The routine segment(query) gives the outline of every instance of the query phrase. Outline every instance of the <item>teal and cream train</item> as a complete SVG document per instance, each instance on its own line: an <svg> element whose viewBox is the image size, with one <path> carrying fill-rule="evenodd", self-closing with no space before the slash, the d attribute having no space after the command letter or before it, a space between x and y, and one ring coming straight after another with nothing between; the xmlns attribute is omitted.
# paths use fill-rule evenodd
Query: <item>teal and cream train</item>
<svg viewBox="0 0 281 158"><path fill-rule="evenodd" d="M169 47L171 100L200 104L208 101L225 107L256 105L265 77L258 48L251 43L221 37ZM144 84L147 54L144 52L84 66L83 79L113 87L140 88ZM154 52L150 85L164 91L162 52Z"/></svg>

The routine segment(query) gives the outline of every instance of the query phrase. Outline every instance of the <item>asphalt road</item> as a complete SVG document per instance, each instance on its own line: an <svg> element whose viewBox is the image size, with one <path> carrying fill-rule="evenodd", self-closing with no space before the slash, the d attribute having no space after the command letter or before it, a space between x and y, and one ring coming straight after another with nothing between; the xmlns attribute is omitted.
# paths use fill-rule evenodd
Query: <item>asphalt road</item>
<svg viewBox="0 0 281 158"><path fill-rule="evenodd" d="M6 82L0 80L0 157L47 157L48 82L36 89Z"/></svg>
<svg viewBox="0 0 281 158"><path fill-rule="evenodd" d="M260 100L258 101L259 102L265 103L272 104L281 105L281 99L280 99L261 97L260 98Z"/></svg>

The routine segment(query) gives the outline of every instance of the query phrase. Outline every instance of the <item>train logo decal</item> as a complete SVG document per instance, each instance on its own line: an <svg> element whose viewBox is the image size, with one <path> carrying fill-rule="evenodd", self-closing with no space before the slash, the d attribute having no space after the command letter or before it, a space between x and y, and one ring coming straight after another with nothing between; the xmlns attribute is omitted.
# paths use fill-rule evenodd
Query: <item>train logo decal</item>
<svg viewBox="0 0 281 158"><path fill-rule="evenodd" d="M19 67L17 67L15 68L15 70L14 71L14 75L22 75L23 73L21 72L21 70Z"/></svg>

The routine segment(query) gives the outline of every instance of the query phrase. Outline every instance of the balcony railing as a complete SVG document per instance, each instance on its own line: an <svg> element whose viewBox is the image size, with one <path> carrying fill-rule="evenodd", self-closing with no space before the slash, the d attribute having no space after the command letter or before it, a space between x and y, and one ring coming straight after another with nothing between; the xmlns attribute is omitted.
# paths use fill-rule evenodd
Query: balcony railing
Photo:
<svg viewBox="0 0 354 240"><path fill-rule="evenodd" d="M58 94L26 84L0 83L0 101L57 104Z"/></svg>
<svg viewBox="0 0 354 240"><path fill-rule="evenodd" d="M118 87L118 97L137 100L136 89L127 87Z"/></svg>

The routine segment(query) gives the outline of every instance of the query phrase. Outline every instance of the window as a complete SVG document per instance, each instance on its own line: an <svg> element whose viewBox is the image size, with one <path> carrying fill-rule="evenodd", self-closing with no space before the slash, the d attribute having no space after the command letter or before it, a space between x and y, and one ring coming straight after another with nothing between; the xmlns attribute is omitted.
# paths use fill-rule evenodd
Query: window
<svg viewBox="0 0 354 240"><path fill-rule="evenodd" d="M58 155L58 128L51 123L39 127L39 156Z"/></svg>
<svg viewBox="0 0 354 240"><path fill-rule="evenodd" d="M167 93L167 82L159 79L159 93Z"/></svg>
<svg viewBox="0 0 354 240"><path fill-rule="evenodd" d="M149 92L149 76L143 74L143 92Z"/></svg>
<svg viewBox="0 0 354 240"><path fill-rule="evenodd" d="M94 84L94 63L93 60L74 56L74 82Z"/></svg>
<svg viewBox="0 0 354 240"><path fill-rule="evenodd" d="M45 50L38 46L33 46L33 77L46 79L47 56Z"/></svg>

☆ ☆ ☆

Rewrite all of the data above, putting "function" wherever "routine" appears and keeping everything else the same.

- SOLUTION -
The function segment(query) gives the outline of every instance of the query phrase. Outline every instance of the <item>teal and cream train</item> as a complete SVG document per instance, each instance on its own line: an <svg> element whose viewBox is the image size, with one <path> carrying fill-rule="evenodd", self-closing with no space before the slash, the d attribute having no space after the command letter or before it, a space between x and y, and one ring coming straight after another with nothing between; the xmlns attribute is omitted.
# paths use fill-rule evenodd
Query: <item>teal and cream train</item>
<svg viewBox="0 0 281 158"><path fill-rule="evenodd" d="M169 47L171 100L200 104L208 101L225 107L256 105L265 77L258 48L251 43L221 37ZM144 84L147 54L144 52L84 66L83 79L113 87L140 88ZM154 52L150 85L164 91L162 52Z"/></svg>

The function segment(query) gives the outline of every instance of the query phrase. Outline every instance of the <item>asphalt road</item> as a complete SVG document per instance, each instance on its own line: an <svg> element whose viewBox is the image size, with one <path> carrying fill-rule="evenodd", self-closing with no space before the slash, the d attribute having no space after the command letter or before it, a space between x and y, and one ring coming straight after another with nothing between; the xmlns attribute is omitted.
# paths use fill-rule evenodd
Query: <item>asphalt road</item>
<svg viewBox="0 0 281 158"><path fill-rule="evenodd" d="M6 82L0 80L0 157L47 157L48 82L36 89Z"/></svg>
<svg viewBox="0 0 281 158"><path fill-rule="evenodd" d="M260 100L258 101L259 102L265 103L272 104L281 105L281 99L280 99L261 97L260 98Z"/></svg>

The function segment(query) gives the outline of every instance of the query phrase. Outline every instance of the <item>train logo decal</item> as a complete SVG document per instance, each instance on its own line: an <svg> element whose viewBox is the image size, with one <path> carrying fill-rule="evenodd", self-closing with no space before the slash, the d attribute having no space after the command letter or before it, a space between x and y, and one ring coming straight after another with nothing between; the xmlns attribute is omitted.
# paths use fill-rule evenodd
Query: <item>train logo decal</item>
<svg viewBox="0 0 281 158"><path fill-rule="evenodd" d="M19 67L17 67L15 68L15 70L14 71L14 75L22 75L23 73L21 72L21 70Z"/></svg>

The function segment(query) gives the outline of every instance of the query phrase. Outline every instance of the balcony railing as a complete SVG document per instance, each instance on its own line: an <svg> element whose viewBox is the image size, with one <path> carrying fill-rule="evenodd", self-closing with no space before the slash, the d attribute having no space after the command letter or before it, a space between x and y, and one ring coming straight after another with nothing between; the xmlns attribute is omitted.
# paths use fill-rule evenodd
Query: balcony railing
Photo:
<svg viewBox="0 0 354 240"><path fill-rule="evenodd" d="M58 94L26 84L0 83L0 101L57 104Z"/></svg>
<svg viewBox="0 0 354 240"><path fill-rule="evenodd" d="M118 87L118 97L137 100L136 89L127 87Z"/></svg>

The function segment(query) gives the outline of every instance of the query phrase. Outline every instance of the window as a complete SVG document per instance, each instance on its own line: an <svg> element whose viewBox is the image size, with one <path> carrying fill-rule="evenodd", self-closing with no space before the slash, the d attribute having no space after the command letter or before it, a space between x and y, and one ring coming straight after another with nothing between; the xmlns attribute is omitted.
# paths use fill-rule evenodd
Query: window
<svg viewBox="0 0 354 240"><path fill-rule="evenodd" d="M58 155L58 128L51 123L39 127L39 156Z"/></svg>
<svg viewBox="0 0 354 240"><path fill-rule="evenodd" d="M167 93L167 82L159 79L159 93Z"/></svg>
<svg viewBox="0 0 354 240"><path fill-rule="evenodd" d="M149 92L149 76L143 74L143 92Z"/></svg>
<svg viewBox="0 0 354 240"><path fill-rule="evenodd" d="M94 84L94 63L93 60L74 56L74 82Z"/></svg>
<svg viewBox="0 0 354 240"><path fill-rule="evenodd" d="M45 50L38 46L33 46L33 77L46 79L47 56Z"/></svg>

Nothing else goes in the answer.